Rewrite the lines below, replacing "tree canopy" with "treetop cover" and leaving everything else unchanged.

Records of labeled points
** begin **

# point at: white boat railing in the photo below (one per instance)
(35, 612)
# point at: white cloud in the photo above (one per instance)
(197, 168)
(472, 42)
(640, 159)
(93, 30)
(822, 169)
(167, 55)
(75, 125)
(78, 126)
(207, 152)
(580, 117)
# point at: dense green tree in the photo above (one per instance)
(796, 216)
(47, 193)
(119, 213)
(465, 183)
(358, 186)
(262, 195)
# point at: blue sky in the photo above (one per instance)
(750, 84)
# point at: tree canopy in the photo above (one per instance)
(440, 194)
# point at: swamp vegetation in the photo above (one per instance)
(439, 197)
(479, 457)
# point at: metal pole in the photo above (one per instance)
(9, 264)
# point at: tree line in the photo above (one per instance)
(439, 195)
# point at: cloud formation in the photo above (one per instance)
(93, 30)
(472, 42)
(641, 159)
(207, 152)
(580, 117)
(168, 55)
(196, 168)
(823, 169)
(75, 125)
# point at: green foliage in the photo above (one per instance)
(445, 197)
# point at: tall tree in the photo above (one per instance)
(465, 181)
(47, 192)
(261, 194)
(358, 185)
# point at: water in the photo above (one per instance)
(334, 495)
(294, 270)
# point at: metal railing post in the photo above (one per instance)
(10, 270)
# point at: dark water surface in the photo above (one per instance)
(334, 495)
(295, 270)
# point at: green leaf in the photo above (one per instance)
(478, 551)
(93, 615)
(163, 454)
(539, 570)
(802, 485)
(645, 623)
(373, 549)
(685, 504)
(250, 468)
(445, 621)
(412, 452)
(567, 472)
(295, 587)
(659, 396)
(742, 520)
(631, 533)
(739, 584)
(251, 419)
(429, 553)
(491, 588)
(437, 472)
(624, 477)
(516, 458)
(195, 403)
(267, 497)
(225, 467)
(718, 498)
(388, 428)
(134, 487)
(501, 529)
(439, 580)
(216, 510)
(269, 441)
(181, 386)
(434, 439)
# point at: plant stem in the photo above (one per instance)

** end **

Task output:
# point at: white boat railing in the photo below (one per instance)
(35, 612)
# point at: white cloud in the photo above (one per instance)
(197, 168)
(472, 42)
(640, 159)
(93, 30)
(822, 169)
(167, 55)
(75, 125)
(78, 126)
(207, 152)
(580, 117)
# point at: dense green tree in the photo above (one per instance)
(796, 216)
(47, 193)
(119, 213)
(465, 183)
(358, 186)
(262, 195)
# point at: blue sky in the photo above (one per instance)
(750, 84)
# point at: treetop cover in the photo above (one per instance)
(440, 194)
# point at: swamp vegetation in the photo above (one per instance)
(439, 197)
(479, 457)
# point at: metal pole in the photo above (one per instance)
(9, 264)
# point at: tree line in the photo above (one per instance)
(439, 195)
# point at: cloud formation in the photo above (one per instance)
(93, 30)
(472, 42)
(641, 159)
(207, 152)
(580, 117)
(168, 55)
(196, 168)
(823, 169)
(75, 125)
# point at: green foliage in the photo above (one per instance)
(445, 197)
# point at: tall tree in the photo above (one per instance)
(465, 181)
(47, 192)
(261, 194)
(358, 185)
# point at: water in the photo above (one per instance)
(334, 495)
(294, 270)
# point at: metal railing post in the photo above (one per instance)
(10, 270)
# point at: dark water surface in the photo above (one per instance)
(334, 495)
(295, 270)
# point at: green leaf in the photo above (one per instance)
(478, 551)
(93, 615)
(163, 454)
(539, 570)
(802, 485)
(645, 623)
(373, 549)
(685, 504)
(250, 468)
(445, 621)
(412, 452)
(567, 472)
(295, 587)
(659, 396)
(742, 520)
(631, 533)
(739, 584)
(251, 419)
(429, 553)
(491, 588)
(437, 472)
(624, 477)
(516, 458)
(195, 403)
(267, 497)
(225, 467)
(718, 498)
(388, 428)
(134, 487)
(501, 529)
(439, 580)
(216, 510)
(269, 441)
(181, 386)
(434, 439)
# point at: plant stem in the photo above (one per instance)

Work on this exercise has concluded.